### Tugas Tertulis
(a) Jawab pertanyaan berikut berdasarkan teks tentang peristiwa 1965:
(i) Pendekatan perspektif siapa yang dipakai dalam kajian ini?
(ii) Apa kepanjangan PKI?
(iii) Selain korban fisik, korban apa lagi yang ditimbulkan peristiwa itu hingga hari ini?
(b) Kutip bagian teks tentang peristiwa 1965 mulai dari "SASTRA PASCA ORDE" sampai dengan "Michel Foucault)".

### Teks Pilihan

'''

SASTRA PASCA ORDE
BARU, REPRESENTASI SUBJEK
DAN DINAMIKA GAGASAN
REKONSILIASI
(Kajian Diskursus Kritis Sastra
Pasca Orde Baru dan Representasi Subjek
dalam Pendekatan Perspektif
Michel Foucault)
Oleh : St Tri Guntur Narwaya, M.Si
I.
LATAR BELAKANG
PEMIKIRAN
Peristiwa
sejarah bangsa tahun 1965, merupakan salah satu catatan amat besar dan krusial
bagi proses perubahan politik di Indonesia. Begitu banyak makna kejadian yang
hingga hari ini begitu amat mendalam dirasakan dalam ingatan masyarakat
Indonesia. Peristiwa tersebut hingga
kini begitu dalam menghadirkan polemik dan sekaligus korban yang amat fantastis.
Sejarah 1965 dan sesudahnya juga menghadirkan banyak kisah perdebatan diskursus
tentang posisi kebenaran sejarah tentangnya. Sebagian besar mainstream pandangan
sampai saat ini, meyakini bahwa persitiwa itu sebagai bagian alamiah dari
kontradiksi yang berkecamuk pada era peralihan politik. Namun tidak sedikit
pula yang melihatnya sebagai bagian dari upaya politis terencana dari sebuah
desain besar penguasaan pilitik dari sebuah bangsa atas bangsa lain.[1] Yang pasti korban yang ditimbulkannya tak hanya bersifat fisik
tetapi trauma ingatan kolektif yang tertanam sangat dalam hingga hari ini.
Bagi rezim
yang berkuasa, peristiwa itu tentu saja dimaknai sebagai keberhasilan epos
sejarah kepahlawanan dalam rangka
penyelamatan atas kondisi negara yang akan dirongrong oleh mereka yang ingin
merubah ideologi negara. Namun bagi korban, terutama mereka dan keluarga dari
sekian ribu orang yang terbunuh, terpenjara dan tertuduh menjadi ‘orang-orang
yang bersalah’ karena terlibat secara langsung atau tidak langsung pada organisasi
PKI (Partai Komunis Indonesia), peristiwa itu bagian dari sikap peminggiran dan
kesewenangan atas sebagian masyarakat Indonesia yang distigma dan dituduh
secara tidak benar. Dua posisi pandangan ini yang membelah oposisi biner yang
bertahan sangat lama dan barangkali bisa dikatakan hingga hari ini masih
bertahan. Masing-masing mempunyai pendasaran argumentasi atas interpretasi
sejarahnya sendiri. Yang pasti, untuk sebuah peristiwa, tragedy besar itu telah
membagun ‘ingatan sosial’ dan ‘memori kolektif’[2] yang cukup mendalam bagi seluruh rakyat Indonesia.

'''

(Data pelabelan koordinat)
'''

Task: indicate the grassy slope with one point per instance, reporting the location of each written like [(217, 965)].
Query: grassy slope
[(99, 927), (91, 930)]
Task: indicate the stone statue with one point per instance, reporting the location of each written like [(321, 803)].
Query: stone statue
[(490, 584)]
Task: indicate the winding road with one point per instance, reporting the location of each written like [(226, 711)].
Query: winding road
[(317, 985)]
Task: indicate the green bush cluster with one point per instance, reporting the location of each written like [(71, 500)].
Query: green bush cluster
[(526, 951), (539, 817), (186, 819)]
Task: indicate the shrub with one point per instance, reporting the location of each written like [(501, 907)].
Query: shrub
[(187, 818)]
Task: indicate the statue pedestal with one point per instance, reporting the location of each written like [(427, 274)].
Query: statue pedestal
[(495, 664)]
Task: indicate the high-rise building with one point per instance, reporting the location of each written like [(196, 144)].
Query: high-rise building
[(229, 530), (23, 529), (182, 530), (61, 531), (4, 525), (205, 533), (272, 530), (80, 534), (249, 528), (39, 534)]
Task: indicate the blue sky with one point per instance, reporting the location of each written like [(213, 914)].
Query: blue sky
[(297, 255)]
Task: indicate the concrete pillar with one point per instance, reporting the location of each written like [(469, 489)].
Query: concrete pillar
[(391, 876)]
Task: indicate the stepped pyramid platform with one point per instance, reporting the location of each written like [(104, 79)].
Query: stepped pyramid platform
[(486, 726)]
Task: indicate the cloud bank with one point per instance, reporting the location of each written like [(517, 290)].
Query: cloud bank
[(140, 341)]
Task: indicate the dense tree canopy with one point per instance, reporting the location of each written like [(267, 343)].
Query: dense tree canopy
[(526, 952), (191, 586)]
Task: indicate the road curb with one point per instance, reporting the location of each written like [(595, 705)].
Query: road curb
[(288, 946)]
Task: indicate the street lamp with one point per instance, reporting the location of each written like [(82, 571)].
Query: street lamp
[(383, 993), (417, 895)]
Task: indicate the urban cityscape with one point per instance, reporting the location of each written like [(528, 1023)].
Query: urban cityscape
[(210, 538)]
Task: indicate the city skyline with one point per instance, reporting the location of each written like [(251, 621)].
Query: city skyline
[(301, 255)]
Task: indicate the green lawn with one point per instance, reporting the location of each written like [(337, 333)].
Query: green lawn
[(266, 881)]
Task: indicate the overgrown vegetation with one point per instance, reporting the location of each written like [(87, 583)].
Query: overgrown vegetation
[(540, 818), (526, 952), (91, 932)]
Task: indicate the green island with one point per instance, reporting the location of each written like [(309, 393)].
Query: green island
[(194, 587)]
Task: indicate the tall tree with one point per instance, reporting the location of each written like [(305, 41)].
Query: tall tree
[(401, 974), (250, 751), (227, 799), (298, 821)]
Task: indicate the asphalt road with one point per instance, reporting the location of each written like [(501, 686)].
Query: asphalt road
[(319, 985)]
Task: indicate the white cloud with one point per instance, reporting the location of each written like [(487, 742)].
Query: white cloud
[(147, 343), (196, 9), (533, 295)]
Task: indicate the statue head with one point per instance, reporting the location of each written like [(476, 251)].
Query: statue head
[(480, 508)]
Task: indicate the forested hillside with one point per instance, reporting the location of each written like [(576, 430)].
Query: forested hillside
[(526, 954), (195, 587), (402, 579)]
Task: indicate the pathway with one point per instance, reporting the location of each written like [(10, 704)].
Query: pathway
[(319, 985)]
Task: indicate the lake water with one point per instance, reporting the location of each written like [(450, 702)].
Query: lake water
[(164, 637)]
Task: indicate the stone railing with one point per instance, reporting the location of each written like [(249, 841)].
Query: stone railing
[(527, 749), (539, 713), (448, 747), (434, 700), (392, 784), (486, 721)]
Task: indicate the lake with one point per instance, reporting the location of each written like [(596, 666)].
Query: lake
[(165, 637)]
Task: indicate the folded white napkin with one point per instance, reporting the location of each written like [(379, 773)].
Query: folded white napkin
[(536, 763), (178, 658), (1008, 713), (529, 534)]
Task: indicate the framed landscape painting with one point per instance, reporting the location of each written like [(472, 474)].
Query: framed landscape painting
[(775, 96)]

'''

### Jawaban Latihan
(a)
(i) Michel Foucault
(ii) Partai Komunis Indonesia
(iii) Trauma ingatan kolektif yang tertanam sangat dalam

(b)
SASTRA PASCA ORDE
BARU, REPRESENTASI SUBJEK
DAN DINAMIKA GAGASAN
REKONSILIASI
(Kajian Diskursus Kritis Sastra
Pasca Orde Baru dan Representasi Subjek
dalam Pendekatan Perspektif
Michel Foucault)